▶ **Instruction**: Lines from the one containing "Where can the lollipop" through the end of the data are to be returned exactly, and no others.

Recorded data
····················
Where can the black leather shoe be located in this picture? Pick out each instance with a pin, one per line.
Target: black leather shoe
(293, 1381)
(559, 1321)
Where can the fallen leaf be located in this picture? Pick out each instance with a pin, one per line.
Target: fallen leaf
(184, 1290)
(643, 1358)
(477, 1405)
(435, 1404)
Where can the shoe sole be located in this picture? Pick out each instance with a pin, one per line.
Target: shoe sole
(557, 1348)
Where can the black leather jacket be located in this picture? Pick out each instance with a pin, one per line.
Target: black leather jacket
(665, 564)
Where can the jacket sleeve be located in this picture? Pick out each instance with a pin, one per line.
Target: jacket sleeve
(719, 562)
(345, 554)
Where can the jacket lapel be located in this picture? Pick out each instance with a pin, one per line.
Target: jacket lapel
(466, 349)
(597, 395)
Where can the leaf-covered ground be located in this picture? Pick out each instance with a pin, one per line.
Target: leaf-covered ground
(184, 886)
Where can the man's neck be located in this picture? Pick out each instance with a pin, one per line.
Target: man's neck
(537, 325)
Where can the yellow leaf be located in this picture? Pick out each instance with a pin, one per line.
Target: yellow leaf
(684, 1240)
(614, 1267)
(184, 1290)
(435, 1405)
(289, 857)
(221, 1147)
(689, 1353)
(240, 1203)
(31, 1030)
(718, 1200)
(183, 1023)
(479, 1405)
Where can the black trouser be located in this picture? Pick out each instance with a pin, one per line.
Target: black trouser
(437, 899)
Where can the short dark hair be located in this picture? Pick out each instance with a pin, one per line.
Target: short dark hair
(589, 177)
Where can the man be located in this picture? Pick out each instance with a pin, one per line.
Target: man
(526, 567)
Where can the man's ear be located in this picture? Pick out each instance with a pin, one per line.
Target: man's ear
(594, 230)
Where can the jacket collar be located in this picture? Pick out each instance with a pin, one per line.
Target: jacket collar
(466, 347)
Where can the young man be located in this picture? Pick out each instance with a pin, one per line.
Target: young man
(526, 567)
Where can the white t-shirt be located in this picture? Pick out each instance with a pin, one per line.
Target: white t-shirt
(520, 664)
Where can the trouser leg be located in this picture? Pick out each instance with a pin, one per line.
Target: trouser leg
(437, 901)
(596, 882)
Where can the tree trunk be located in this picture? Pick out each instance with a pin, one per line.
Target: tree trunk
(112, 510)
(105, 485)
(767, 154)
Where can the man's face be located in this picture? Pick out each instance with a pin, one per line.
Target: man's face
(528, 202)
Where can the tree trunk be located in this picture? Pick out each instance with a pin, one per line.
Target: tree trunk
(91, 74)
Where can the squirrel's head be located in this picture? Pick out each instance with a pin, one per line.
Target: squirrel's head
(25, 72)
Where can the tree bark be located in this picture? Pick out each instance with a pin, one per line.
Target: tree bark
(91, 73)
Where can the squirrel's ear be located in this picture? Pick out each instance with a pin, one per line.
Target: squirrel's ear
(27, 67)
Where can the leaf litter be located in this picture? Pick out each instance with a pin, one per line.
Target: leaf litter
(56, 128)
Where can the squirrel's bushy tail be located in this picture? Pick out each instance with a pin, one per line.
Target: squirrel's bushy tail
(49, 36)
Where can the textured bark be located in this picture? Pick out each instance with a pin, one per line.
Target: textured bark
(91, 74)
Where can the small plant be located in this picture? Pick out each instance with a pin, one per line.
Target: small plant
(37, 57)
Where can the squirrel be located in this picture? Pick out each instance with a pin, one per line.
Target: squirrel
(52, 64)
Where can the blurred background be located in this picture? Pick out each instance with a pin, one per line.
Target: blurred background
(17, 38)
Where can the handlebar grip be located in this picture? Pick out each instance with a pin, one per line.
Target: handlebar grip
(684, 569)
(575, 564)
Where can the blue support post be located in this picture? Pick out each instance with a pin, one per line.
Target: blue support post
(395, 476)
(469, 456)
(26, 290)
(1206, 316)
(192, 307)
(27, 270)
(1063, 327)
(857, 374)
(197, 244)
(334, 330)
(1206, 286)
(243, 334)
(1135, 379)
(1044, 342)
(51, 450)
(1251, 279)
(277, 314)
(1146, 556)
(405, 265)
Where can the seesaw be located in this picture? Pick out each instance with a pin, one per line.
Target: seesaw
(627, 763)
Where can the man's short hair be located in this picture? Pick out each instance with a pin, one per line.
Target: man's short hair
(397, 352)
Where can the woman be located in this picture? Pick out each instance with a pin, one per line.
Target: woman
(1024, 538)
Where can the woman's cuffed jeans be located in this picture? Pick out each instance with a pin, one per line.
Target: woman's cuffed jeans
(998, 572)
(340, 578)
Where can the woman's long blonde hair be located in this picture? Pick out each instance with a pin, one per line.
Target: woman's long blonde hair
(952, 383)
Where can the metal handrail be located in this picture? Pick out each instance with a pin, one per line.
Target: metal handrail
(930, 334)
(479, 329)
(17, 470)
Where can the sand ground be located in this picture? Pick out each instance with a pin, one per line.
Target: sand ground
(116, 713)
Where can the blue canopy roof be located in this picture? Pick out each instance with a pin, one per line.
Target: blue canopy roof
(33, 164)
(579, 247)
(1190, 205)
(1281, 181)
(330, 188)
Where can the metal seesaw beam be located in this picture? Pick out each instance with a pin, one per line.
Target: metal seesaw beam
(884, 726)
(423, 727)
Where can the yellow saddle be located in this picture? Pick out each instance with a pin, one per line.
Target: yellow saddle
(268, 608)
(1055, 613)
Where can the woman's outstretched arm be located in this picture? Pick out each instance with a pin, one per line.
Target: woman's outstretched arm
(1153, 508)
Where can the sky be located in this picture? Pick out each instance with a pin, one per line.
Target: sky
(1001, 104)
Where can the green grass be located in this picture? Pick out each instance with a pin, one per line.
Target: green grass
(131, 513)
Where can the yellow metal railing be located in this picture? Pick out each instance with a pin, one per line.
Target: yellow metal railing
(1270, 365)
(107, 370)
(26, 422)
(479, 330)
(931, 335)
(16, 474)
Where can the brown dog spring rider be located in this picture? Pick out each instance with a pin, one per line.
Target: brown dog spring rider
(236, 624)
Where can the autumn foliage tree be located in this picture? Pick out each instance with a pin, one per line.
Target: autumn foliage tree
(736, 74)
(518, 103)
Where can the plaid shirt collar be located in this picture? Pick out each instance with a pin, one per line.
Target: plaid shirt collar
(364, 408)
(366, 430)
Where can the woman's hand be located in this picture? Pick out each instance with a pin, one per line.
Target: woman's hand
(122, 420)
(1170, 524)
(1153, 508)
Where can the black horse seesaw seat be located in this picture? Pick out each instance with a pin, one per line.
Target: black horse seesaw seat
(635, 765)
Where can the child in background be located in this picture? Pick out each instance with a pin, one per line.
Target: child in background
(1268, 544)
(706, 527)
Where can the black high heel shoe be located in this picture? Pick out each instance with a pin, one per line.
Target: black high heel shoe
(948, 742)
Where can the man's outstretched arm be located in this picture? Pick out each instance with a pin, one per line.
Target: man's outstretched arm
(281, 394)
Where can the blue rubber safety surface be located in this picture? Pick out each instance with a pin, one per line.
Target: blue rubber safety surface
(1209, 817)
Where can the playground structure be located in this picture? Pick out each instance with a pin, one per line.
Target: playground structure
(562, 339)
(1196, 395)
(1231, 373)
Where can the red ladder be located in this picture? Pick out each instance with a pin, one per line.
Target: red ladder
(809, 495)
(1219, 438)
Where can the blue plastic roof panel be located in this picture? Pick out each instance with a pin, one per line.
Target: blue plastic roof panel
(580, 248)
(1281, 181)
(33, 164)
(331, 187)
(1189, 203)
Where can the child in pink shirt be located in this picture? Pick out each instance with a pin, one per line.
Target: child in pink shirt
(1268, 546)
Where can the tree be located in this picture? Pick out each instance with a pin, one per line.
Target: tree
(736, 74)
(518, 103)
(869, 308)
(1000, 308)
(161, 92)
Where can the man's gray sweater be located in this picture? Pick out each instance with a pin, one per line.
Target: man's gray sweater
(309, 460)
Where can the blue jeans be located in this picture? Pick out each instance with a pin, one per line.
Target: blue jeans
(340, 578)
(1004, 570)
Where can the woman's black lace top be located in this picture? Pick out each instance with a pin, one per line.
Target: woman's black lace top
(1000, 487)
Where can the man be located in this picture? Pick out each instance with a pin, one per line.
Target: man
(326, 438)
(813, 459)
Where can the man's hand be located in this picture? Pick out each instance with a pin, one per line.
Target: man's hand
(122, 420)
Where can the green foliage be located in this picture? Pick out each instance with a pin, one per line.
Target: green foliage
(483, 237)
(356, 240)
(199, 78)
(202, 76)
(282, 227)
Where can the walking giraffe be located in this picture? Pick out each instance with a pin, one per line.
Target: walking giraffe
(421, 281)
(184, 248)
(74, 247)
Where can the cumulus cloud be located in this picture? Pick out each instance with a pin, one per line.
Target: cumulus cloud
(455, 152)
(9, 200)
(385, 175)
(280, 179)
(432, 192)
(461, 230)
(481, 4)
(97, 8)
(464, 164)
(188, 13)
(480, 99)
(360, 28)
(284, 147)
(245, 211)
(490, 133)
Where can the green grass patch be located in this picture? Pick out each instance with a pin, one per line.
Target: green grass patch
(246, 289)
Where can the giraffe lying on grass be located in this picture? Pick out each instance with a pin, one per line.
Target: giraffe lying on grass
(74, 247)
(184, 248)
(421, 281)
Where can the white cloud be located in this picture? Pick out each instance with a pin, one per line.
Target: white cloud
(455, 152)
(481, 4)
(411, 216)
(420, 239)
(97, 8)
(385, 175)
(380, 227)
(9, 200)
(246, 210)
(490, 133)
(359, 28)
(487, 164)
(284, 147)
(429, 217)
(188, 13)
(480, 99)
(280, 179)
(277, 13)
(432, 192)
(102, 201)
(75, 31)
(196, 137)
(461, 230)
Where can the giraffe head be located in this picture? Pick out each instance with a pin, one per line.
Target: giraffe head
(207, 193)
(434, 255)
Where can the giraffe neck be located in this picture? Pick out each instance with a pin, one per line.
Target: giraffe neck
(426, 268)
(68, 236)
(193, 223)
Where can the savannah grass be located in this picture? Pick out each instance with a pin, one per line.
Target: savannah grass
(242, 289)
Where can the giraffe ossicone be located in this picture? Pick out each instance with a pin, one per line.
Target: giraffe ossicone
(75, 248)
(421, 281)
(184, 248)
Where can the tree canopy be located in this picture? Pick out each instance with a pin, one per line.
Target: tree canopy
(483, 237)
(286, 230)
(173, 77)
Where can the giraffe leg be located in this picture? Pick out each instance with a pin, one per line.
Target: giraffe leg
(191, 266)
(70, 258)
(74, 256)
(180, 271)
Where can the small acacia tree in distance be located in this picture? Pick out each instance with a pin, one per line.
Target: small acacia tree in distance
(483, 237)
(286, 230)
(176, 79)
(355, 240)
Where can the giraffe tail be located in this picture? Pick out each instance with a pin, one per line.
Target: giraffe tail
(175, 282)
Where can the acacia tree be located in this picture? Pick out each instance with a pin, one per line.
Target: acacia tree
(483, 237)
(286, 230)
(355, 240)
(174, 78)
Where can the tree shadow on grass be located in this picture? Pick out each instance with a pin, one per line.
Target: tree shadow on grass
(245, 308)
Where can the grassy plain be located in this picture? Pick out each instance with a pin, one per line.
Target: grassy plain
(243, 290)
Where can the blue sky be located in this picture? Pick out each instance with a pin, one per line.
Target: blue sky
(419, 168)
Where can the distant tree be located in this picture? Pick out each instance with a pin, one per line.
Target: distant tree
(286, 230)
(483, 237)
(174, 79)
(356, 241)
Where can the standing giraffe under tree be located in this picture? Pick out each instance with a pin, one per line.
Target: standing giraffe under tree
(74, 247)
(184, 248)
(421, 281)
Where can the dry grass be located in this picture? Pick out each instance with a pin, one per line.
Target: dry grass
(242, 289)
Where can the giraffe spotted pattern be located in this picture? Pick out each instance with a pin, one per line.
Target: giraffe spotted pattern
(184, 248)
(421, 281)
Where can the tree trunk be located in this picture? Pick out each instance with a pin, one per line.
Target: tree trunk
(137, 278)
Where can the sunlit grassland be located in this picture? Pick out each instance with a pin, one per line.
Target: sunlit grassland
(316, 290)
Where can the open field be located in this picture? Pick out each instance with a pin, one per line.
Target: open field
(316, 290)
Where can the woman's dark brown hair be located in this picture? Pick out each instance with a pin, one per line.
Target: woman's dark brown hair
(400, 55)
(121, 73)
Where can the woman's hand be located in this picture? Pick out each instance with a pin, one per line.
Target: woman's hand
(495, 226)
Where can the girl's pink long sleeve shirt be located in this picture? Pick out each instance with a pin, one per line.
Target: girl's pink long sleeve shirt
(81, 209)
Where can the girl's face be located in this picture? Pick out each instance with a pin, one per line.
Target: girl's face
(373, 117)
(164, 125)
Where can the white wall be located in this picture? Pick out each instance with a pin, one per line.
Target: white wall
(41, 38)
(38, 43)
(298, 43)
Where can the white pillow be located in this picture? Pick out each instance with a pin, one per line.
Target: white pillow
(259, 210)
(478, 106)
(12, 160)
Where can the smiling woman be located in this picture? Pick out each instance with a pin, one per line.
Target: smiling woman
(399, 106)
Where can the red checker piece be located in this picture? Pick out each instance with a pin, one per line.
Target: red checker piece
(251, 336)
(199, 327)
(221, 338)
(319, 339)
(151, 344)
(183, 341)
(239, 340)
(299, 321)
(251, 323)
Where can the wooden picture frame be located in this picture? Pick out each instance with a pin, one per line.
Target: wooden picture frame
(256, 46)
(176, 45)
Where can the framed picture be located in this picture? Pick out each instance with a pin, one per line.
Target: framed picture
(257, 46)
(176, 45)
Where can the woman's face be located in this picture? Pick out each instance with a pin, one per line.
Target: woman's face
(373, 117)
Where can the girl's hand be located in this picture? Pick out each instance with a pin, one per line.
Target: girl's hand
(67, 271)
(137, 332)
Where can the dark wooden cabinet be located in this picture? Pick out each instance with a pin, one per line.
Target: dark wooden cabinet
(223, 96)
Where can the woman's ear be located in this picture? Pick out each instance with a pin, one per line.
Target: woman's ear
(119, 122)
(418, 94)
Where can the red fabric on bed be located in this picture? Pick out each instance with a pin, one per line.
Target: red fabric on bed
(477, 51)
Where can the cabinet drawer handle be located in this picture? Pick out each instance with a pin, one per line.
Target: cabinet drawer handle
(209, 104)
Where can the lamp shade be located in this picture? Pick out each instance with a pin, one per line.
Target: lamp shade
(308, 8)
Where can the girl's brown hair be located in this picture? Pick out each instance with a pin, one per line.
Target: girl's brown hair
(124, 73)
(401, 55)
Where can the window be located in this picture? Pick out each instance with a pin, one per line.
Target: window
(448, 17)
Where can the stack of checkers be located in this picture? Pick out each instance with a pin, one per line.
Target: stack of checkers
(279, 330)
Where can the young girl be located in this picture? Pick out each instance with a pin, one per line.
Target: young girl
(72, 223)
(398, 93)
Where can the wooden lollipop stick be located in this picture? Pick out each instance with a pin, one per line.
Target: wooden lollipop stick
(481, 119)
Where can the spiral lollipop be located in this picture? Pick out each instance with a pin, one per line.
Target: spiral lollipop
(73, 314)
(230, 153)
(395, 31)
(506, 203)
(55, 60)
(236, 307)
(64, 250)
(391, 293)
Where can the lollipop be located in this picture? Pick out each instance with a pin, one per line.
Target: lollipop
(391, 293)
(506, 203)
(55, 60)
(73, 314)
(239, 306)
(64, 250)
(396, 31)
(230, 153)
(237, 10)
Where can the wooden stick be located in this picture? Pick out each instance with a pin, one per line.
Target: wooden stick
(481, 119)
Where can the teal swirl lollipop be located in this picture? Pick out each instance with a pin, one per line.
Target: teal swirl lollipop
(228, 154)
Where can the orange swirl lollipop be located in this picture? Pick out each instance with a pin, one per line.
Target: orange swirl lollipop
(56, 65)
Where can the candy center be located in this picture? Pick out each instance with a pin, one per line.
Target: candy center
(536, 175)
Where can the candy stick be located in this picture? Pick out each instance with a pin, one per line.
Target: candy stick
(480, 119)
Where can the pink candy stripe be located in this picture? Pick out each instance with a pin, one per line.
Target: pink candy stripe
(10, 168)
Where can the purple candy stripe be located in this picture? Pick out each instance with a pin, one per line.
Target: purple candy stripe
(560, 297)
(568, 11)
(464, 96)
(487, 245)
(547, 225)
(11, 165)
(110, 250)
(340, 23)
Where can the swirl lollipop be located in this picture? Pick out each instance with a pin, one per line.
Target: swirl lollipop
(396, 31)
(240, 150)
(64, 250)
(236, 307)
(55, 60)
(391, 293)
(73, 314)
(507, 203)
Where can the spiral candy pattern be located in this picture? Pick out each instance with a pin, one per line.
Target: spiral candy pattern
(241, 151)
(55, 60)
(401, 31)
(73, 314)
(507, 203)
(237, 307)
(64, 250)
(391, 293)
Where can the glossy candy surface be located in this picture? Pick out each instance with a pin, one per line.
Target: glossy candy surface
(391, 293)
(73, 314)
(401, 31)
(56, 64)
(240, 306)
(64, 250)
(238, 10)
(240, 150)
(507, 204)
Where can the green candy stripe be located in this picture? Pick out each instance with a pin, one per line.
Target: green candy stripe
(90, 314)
····················
▶ **Finished answer**:
Where can the lollipop be located in this picture? Pick out each instance with a pin, one per line.
Target: lollipop
(391, 293)
(506, 203)
(55, 60)
(73, 314)
(239, 306)
(64, 250)
(396, 31)
(230, 153)
(237, 10)
Where can the wooden stick be located in this picture? Pick out each instance with a pin, one per line.
Target: wooden stick
(481, 119)
Where can the teal swirl lollipop be located in this picture? Pick out each instance with a pin, one per line.
Target: teal swirl lollipop
(228, 154)
Where can the orange swirl lollipop be located in this picture? Pick out each instance with a pin, one per line.
Target: orange swirl lollipop
(56, 65)
Where can the candy center be located in this picture? Pick out each instance with a pin, one per line.
Target: candy center
(536, 175)
Where can the candy stick be located in this picture? Pick out each instance with a pin, one per line.
Target: candy stick
(480, 119)
Where can the pink candy stripe be located in this picture? Pick out each instance with a pin, one per line.
Target: pink candy stripe
(10, 168)
Where can the purple candy stripe be located in this picture? Pick out each instance with a pin, one per line.
Target: purple candy stripe
(560, 297)
(568, 11)
(464, 96)
(487, 245)
(547, 225)
(11, 165)
(110, 250)
(340, 23)
Where can the swirl lollipop be located in this picture? Pick out each instance with a pin, one per line.
Target: swirl lollipop
(396, 31)
(240, 150)
(64, 250)
(236, 307)
(55, 60)
(391, 293)
(73, 314)
(507, 203)
Where can the spiral candy pattern be located in this picture? Pick out each instance with a pin, one per line.
Target: spiral candy pattern
(241, 151)
(55, 60)
(401, 31)
(73, 314)
(507, 203)
(237, 307)
(64, 250)
(391, 293)
Where can the glossy candy surface be located in this picture? Pick out each instance with a pin, one per line.
Target: glossy candy surface
(391, 293)
(73, 314)
(401, 31)
(56, 64)
(240, 306)
(64, 250)
(238, 10)
(240, 150)
(507, 204)
Where can the green candy stripe be located in this picture? Pick out each instance with a pin, one per line.
Target: green candy stripe
(90, 314)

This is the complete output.